--- Begin Material to process ---
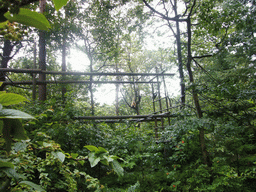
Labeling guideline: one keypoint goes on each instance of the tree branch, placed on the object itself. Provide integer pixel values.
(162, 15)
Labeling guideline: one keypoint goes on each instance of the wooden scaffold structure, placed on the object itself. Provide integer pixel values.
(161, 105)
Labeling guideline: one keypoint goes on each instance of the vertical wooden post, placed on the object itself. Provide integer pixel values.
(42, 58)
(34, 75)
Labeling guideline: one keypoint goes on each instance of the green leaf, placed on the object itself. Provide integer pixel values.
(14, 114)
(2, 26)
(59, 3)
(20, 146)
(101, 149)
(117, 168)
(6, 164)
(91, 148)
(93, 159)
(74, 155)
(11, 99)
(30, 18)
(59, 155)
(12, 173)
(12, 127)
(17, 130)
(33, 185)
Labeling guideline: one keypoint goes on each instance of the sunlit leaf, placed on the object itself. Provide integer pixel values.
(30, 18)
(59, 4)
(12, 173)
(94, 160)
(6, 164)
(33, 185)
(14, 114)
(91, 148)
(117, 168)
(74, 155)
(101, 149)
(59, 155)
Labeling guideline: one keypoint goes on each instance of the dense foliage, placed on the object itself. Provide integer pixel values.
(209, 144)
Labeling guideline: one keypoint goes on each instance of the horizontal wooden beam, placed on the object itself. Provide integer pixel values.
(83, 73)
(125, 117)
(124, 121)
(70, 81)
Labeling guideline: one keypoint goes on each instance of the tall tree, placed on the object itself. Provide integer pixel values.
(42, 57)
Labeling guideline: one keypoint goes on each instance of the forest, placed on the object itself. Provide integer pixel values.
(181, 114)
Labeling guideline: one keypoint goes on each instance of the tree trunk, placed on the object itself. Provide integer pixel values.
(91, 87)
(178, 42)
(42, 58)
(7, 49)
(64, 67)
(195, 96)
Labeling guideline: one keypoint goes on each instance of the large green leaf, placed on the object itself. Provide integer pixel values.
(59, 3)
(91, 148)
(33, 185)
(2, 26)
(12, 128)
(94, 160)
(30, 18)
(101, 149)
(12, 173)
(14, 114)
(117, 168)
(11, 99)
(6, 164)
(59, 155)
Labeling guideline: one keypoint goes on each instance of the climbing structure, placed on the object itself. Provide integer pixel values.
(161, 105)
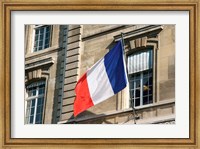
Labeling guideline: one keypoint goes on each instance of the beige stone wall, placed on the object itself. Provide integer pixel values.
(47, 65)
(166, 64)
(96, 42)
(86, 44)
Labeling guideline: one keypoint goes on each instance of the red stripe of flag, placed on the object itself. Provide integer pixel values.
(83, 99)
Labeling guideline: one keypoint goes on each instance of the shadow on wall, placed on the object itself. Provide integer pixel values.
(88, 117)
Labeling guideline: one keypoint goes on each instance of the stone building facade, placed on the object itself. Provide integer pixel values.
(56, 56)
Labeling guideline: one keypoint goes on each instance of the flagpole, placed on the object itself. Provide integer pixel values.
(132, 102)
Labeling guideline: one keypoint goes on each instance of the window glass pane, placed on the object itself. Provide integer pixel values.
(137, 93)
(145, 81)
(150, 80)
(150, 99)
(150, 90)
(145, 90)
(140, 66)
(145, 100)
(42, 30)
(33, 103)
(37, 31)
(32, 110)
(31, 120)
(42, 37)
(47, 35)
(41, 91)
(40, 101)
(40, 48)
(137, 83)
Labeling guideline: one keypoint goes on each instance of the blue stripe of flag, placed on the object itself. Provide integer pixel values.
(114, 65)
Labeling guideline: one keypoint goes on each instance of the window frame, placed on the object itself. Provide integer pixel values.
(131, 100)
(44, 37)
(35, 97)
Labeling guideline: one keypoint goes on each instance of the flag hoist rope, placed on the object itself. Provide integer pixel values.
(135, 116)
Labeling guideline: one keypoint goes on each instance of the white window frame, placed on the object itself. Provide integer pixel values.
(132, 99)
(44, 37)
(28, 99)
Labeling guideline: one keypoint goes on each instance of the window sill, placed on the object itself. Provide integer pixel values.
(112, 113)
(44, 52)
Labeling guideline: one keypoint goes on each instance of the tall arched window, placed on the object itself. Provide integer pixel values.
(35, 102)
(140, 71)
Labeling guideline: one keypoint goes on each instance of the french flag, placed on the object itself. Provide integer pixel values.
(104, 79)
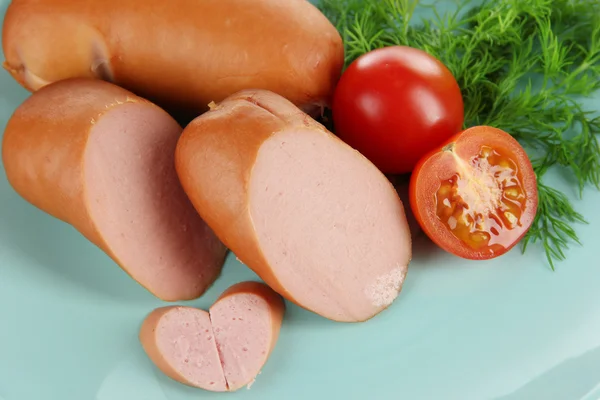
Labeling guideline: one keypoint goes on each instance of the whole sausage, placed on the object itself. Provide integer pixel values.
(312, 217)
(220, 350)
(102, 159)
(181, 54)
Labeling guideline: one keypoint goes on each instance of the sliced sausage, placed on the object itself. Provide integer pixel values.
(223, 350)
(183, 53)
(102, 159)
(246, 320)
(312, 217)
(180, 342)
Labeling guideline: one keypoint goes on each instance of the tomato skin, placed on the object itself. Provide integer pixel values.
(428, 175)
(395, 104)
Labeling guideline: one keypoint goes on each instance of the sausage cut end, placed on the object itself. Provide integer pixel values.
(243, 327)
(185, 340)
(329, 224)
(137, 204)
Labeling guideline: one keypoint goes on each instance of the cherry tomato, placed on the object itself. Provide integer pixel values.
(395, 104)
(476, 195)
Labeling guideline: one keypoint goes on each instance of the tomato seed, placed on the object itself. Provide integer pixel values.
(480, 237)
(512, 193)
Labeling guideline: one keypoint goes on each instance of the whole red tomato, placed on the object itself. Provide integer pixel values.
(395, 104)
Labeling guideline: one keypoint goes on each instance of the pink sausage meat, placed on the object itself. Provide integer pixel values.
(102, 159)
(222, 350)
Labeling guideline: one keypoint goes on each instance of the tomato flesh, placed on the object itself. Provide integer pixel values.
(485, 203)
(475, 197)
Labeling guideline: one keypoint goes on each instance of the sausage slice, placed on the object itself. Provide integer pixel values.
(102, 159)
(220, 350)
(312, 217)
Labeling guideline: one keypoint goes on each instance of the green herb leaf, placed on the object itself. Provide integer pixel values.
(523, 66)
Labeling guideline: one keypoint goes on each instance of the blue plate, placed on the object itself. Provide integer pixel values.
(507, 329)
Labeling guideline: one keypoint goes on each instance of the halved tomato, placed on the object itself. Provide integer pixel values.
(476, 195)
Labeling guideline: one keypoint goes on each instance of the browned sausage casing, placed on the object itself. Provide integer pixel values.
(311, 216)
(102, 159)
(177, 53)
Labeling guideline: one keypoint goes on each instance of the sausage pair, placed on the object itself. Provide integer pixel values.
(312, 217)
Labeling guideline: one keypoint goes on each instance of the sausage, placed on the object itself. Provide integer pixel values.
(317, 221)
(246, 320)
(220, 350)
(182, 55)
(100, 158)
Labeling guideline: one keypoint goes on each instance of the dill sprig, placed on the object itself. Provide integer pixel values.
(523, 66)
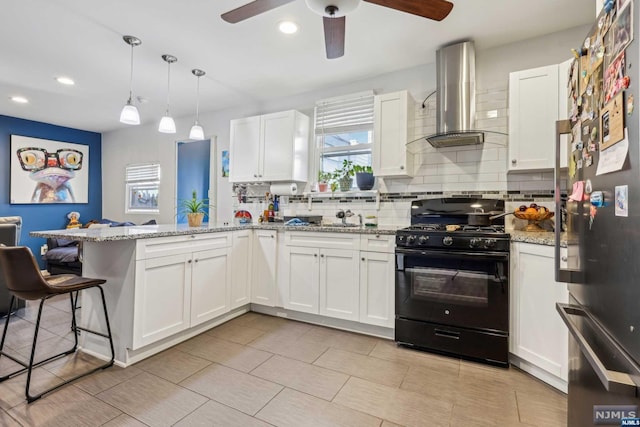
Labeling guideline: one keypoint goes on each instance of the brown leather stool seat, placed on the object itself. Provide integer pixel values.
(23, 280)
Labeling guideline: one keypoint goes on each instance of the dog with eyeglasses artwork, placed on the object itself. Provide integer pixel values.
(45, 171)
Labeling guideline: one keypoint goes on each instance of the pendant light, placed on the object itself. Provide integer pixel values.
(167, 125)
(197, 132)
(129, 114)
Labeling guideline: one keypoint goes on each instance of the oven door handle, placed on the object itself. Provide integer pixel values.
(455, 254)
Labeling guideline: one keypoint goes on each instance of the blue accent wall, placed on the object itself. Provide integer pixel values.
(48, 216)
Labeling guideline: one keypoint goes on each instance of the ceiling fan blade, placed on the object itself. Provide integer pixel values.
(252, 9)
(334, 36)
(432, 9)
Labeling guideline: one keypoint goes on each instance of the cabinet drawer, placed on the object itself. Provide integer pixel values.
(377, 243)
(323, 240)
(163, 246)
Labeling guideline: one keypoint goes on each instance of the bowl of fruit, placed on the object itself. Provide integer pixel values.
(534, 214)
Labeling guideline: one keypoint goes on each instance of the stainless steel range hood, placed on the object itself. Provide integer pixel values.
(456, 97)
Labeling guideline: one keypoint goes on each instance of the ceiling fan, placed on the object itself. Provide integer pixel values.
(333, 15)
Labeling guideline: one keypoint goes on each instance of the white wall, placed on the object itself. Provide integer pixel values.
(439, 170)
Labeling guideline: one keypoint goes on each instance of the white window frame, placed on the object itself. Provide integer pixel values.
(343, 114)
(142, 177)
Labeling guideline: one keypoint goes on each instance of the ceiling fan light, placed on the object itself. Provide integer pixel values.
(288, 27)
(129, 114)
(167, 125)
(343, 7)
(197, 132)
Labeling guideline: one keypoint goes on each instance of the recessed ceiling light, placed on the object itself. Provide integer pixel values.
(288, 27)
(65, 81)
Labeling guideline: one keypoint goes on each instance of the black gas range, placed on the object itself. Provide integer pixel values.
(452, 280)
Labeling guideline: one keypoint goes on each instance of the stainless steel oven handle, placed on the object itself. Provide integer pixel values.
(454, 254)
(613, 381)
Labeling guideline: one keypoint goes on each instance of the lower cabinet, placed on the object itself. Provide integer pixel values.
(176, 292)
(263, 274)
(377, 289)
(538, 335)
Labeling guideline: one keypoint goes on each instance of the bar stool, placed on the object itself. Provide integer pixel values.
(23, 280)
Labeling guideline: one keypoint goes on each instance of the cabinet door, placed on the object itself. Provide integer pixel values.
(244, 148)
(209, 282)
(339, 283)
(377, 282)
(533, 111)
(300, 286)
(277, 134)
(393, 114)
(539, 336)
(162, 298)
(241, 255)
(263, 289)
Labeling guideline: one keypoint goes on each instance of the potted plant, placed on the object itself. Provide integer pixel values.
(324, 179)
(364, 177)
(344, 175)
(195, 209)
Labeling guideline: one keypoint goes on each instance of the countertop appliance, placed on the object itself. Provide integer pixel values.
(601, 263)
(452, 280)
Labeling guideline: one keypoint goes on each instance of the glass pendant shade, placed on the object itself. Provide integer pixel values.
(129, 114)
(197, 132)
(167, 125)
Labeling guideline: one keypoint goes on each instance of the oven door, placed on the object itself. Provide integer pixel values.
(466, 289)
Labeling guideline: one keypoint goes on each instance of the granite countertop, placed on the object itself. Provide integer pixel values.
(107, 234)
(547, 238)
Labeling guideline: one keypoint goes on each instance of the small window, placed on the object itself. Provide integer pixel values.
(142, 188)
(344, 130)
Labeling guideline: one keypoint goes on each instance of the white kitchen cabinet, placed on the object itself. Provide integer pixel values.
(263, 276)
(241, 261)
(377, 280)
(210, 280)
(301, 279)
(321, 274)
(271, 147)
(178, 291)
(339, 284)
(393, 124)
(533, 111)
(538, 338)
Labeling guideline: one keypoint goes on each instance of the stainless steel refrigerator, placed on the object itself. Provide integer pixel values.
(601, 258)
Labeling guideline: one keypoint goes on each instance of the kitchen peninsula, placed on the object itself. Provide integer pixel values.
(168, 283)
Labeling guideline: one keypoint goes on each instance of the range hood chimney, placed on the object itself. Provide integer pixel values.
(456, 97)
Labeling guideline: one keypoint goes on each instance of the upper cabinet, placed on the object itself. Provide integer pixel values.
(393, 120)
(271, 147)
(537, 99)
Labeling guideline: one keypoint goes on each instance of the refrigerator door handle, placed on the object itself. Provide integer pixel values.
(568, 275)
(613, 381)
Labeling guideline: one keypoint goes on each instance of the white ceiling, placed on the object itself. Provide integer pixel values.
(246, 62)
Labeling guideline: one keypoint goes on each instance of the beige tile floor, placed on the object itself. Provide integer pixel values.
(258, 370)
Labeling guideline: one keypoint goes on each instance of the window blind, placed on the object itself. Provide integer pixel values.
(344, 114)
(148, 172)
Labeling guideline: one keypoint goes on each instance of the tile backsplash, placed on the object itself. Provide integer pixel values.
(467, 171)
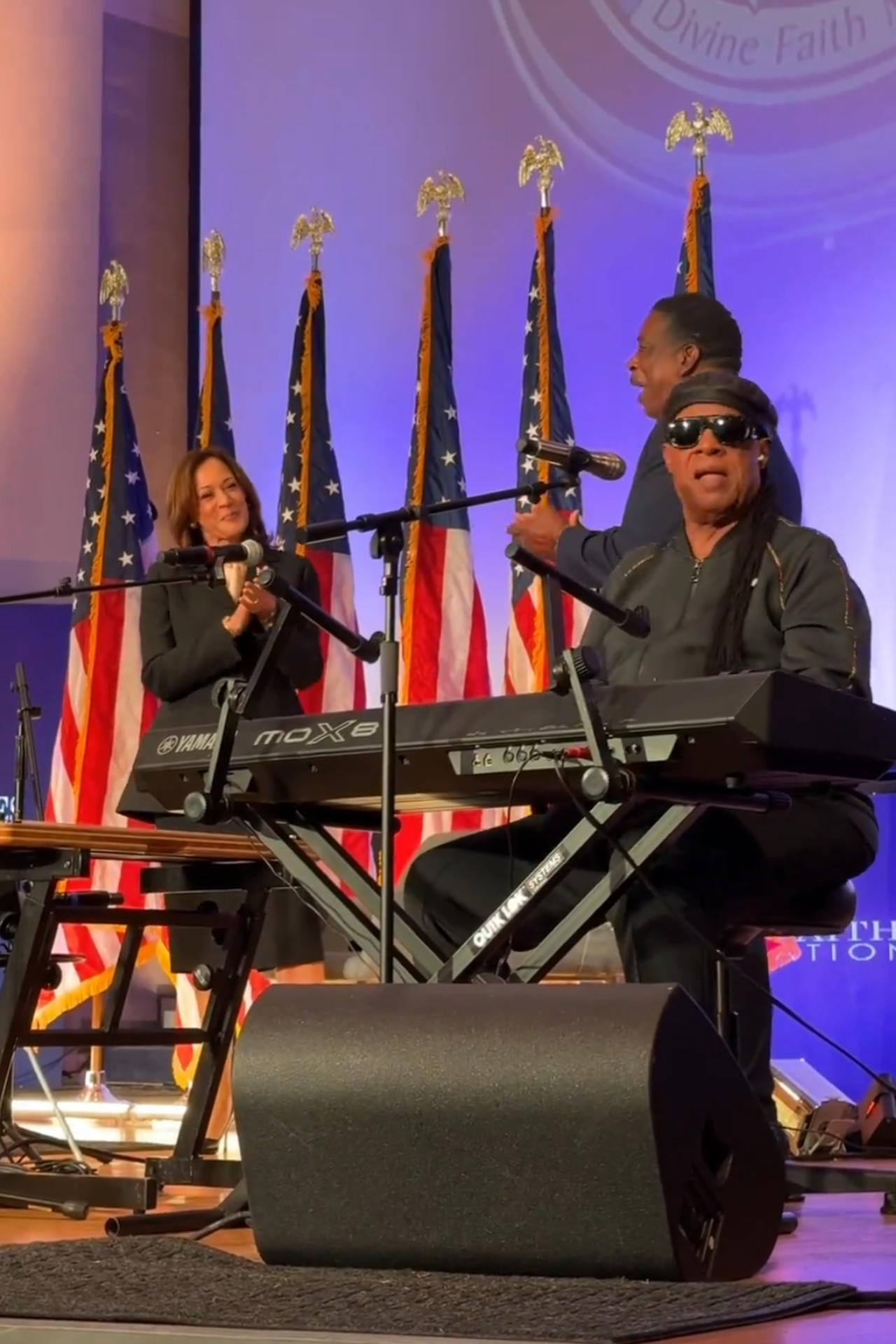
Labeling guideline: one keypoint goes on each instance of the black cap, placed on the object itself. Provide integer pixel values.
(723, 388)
--- End Material to process ---
Task objective:
Rewrite the listing from the line with "window blind, placed" through the end, putting "Annotation rule" wherever "Labeling guideline" appears and keeping everything else the same. Leave the pictures out of your answer.

Response to the task:
Annotation rule: one keypoint goes on each instance of the window blind, placed on the object itself. Provide integer pixel values.
(344, 114)
(148, 172)
Annotation rule: one keypoint goes on each instance of the tile backsplash, placed on the object itself. Provide integer pixel values.
(467, 171)
Annotation rule: one keypoint goes on each instance of the black cap, placed on the object itself. Provide integer pixel values.
(723, 388)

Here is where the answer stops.